» Exercise task: Reproduce each line of the material exactly, minus any picture.

— BEGIN Material —

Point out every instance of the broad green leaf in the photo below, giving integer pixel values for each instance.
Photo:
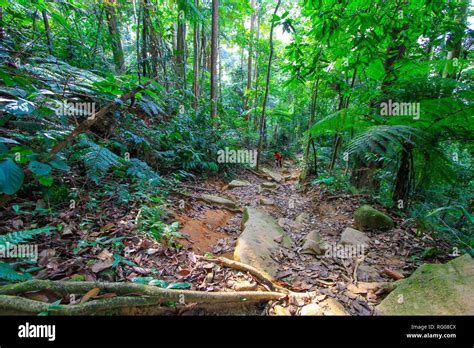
(11, 177)
(38, 168)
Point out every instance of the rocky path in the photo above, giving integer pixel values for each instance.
(268, 221)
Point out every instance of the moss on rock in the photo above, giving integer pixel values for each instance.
(368, 218)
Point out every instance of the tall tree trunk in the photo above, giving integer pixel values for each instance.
(404, 178)
(47, 29)
(145, 39)
(214, 53)
(115, 37)
(181, 50)
(310, 140)
(249, 61)
(2, 29)
(267, 86)
(138, 43)
(454, 41)
(256, 71)
(196, 61)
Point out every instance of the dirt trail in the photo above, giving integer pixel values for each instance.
(208, 229)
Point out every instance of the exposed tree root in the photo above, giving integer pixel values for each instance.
(130, 297)
(260, 276)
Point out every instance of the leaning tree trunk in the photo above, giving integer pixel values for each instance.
(454, 41)
(214, 52)
(404, 179)
(267, 87)
(249, 61)
(310, 139)
(47, 29)
(115, 37)
(181, 50)
(196, 62)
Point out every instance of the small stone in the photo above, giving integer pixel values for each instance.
(245, 286)
(239, 183)
(368, 218)
(302, 218)
(279, 310)
(333, 307)
(311, 309)
(367, 273)
(313, 244)
(352, 236)
(209, 277)
(278, 239)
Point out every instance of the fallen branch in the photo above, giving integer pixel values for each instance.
(393, 274)
(88, 122)
(260, 276)
(129, 295)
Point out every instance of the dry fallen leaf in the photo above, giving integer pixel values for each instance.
(393, 274)
(105, 255)
(101, 265)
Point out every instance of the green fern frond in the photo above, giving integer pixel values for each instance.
(384, 139)
(14, 238)
(8, 273)
(141, 170)
(97, 159)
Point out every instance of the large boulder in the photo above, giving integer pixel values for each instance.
(217, 200)
(239, 183)
(274, 175)
(434, 289)
(354, 237)
(258, 240)
(368, 218)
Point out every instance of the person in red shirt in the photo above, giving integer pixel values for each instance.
(278, 159)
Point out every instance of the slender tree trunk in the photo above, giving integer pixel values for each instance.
(181, 50)
(47, 29)
(404, 178)
(196, 61)
(214, 53)
(310, 124)
(2, 29)
(115, 37)
(255, 102)
(267, 86)
(249, 61)
(138, 44)
(145, 40)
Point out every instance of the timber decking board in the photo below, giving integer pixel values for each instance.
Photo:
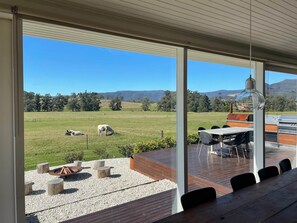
(204, 171)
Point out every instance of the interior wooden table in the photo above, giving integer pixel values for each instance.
(272, 200)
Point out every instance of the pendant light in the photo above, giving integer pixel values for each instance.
(250, 98)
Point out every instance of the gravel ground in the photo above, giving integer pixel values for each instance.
(84, 193)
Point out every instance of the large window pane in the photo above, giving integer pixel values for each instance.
(72, 87)
(280, 117)
(213, 82)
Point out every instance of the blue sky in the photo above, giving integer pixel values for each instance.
(53, 67)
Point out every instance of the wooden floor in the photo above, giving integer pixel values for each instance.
(204, 170)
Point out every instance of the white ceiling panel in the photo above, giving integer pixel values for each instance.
(274, 22)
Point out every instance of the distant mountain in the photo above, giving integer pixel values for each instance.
(154, 96)
(285, 87)
(226, 94)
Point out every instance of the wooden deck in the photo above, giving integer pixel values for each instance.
(204, 170)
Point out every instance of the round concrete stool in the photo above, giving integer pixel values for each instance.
(98, 163)
(55, 186)
(103, 172)
(42, 168)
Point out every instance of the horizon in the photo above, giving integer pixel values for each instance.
(56, 67)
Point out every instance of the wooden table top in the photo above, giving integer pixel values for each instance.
(227, 131)
(273, 200)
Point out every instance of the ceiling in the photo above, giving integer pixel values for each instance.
(274, 22)
(215, 26)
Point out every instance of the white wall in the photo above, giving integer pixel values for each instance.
(11, 178)
(7, 201)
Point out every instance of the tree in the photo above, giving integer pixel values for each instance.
(47, 103)
(279, 103)
(29, 104)
(59, 102)
(73, 103)
(145, 104)
(37, 102)
(89, 101)
(204, 104)
(193, 101)
(116, 104)
(167, 102)
(217, 105)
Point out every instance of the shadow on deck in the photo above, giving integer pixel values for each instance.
(204, 170)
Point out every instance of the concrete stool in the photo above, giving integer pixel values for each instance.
(77, 163)
(103, 172)
(42, 168)
(98, 163)
(55, 186)
(28, 187)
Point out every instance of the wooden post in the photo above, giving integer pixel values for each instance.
(87, 139)
(28, 187)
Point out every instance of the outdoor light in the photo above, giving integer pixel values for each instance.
(250, 98)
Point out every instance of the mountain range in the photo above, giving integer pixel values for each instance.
(286, 87)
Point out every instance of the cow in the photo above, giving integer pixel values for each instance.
(73, 133)
(108, 130)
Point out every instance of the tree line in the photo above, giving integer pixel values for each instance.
(196, 102)
(86, 101)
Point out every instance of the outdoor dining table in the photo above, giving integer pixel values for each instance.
(225, 132)
(272, 200)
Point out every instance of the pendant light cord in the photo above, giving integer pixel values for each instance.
(250, 38)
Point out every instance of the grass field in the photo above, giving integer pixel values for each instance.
(45, 140)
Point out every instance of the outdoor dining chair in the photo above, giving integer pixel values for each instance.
(268, 172)
(199, 139)
(285, 165)
(213, 135)
(207, 140)
(241, 138)
(242, 180)
(196, 197)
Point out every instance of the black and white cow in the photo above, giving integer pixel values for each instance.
(108, 130)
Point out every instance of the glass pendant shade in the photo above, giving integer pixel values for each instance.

— END Material —

» The completed task:
Point out every instance of the broad green leaf in the photo below, giving integer pixel values for each instance.
Photo:
(11, 177)
(38, 168)
Point out every instance of the rocky path in the photo above, giving integer pixel values for each instance.
(268, 221)
Point out every instance of the moss on rock in the photo above, giving integer pixel values for each instance.
(368, 218)
Point out every instance of the tall tree trunk in the photo above, giving integer pixel values for each instance.
(404, 178)
(47, 29)
(145, 39)
(214, 53)
(115, 37)
(181, 50)
(310, 140)
(249, 61)
(2, 29)
(267, 86)
(138, 43)
(454, 41)
(256, 71)
(196, 61)
Point out every instance of the dirt trail in the photo above, giving integer pixel values for each instance.
(208, 229)
Point out every instance of the exposed tree root in the photo above, giving integer pixel values for each instance.
(130, 297)
(260, 276)
Point out every instance of the leaning tree trunk in the photo above, giving integer pixel values for each instance.
(454, 41)
(214, 52)
(404, 179)
(267, 87)
(249, 61)
(310, 139)
(47, 29)
(115, 37)
(181, 50)
(196, 62)
Point out every instance of the small stone in the photo above, giving integer pixel values for each instance.
(245, 286)
(239, 183)
(368, 218)
(302, 218)
(279, 310)
(333, 307)
(311, 309)
(367, 273)
(313, 244)
(352, 236)
(209, 277)
(278, 239)
Point out every instance of the fallen branch in the photo above, giving integer pixel values for each instance.
(393, 274)
(88, 122)
(260, 276)
(129, 295)
Point out every instance of the dry fallen leaf in the photo above, giving integer pixel values for each instance.
(393, 274)
(105, 255)
(101, 265)
Point out every instance of the green fern frond in the photo above, giving integer pixel values for each instance.
(384, 139)
(14, 238)
(8, 273)
(141, 170)
(97, 159)
Point out every instance of the large boulder in the photo above, giving integer pixel values for each instance.
(217, 200)
(239, 183)
(274, 175)
(434, 289)
(354, 237)
(258, 240)
(368, 218)
Point out every instance of the person in red shirt in the photo above, giving integer pixel values for each instance.
(278, 159)
Point out every instance of the slender tree trunk in the photo above, giving integer pixel values for each instance.
(181, 50)
(47, 29)
(404, 178)
(196, 61)
(214, 53)
(310, 124)
(2, 29)
(115, 37)
(255, 102)
(267, 86)
(249, 61)
(138, 44)
(145, 40)
Point out every instance of the timber decking board in the photo below, giving integer pixel values for each instance.
Photo:
(204, 171)
Point out every instance of the interior wooden table in the photo above, giving integer pixel values for each instance.
(272, 200)
Point out every instance of the pendant light in the photo above, giving integer pixel values for each instance.
(250, 98)
Point out every instance of the gravel ground in the photo above, giving integer pixel values for each instance.
(84, 193)
Point out every instance of the large window pane in the photo above, giving integer pixel values for each instance.
(72, 87)
(280, 117)
(213, 82)
Point out every instance of the blue sky in the photo above, giving integer pixel values for each instance.
(53, 67)
Point out every instance of the wooden floor in the photo above, giving integer pixel values for each instance.
(204, 170)
Point out every instance of the white ceiling panel in the photo above, giving integer pixel values for each instance.
(274, 22)
Point out every instance of the distant mountain in the photo above, giving integer pixel values for each instance.
(154, 96)
(285, 87)
(226, 94)
Point out every instance of the wooden deck in the photo above, giving integer pixel values for each instance.
(204, 170)
Point out every instance of the round concrete stool in the photo above, giving integer pixel values for each instance.
(98, 163)
(55, 186)
(103, 172)
(42, 168)
Point out every instance of the horizon in the photo above, giving integer pixel values for each instance.
(56, 67)
Point out every instance of the wooden table top in the photo above, giving integer pixel values for each instance.
(227, 131)
(273, 200)
Point out every instance of the ceiling in the photo above, giving integer pixel values for each instance.
(274, 22)
(215, 26)
Point out every instance of the white wall in the photo above, giving integer pixel values for each instance.
(11, 178)
(7, 201)
Point out every instance of the tree in the photo above, giving integer pixel values for each instance.
(47, 103)
(279, 103)
(29, 104)
(59, 102)
(73, 103)
(145, 104)
(37, 102)
(89, 101)
(204, 104)
(193, 101)
(116, 104)
(167, 102)
(217, 105)
Point out every instance of the shadow on deck in the photo above, giving integer pixel values for each instance.
(204, 170)
Point out every instance of the concrete stool in the photo above, giving integer pixel values for each instance.
(77, 163)
(103, 172)
(42, 168)
(98, 163)
(55, 186)
(28, 187)
Point out every instance of the wooden post in the photo above, giving integer pixel values for each instance.
(87, 139)
(28, 187)
Point out every instance of the outdoor light in the photo above, giving integer pixel values for each instance.
(250, 98)
Point out every instance of the mountain range in the photo above, giving integer pixel values for each instance.
(286, 87)
Point out every instance of the cow in the photo above, giving integer pixel values for each instance.
(73, 133)
(108, 130)
Point out every instance of the tree line in the photo above, giving integer pixel values for each instance.
(196, 102)
(86, 101)
Point out every instance of the outdoor dining table in the photo above, giving integer pixel values for each instance.
(225, 132)
(272, 200)
Point out every instance of the pendant light cord in the photo above, giving integer pixel values for each instance.
(250, 38)
Point out every instance of the grass field in the photo above, giving integer pixel values for each instance.
(45, 140)
Point out every instance of the outdoor dining chair in the photo above, giving integer pixel values for each instance.
(268, 172)
(199, 139)
(285, 165)
(213, 135)
(207, 140)
(241, 138)
(242, 180)
(196, 197)
Point out every instance of the black and white cow in the photo above, giving integer pixel values for each instance.
(108, 130)
Point out every instance of the glass pendant shade in the photo above, giving integer pixel values for each instance.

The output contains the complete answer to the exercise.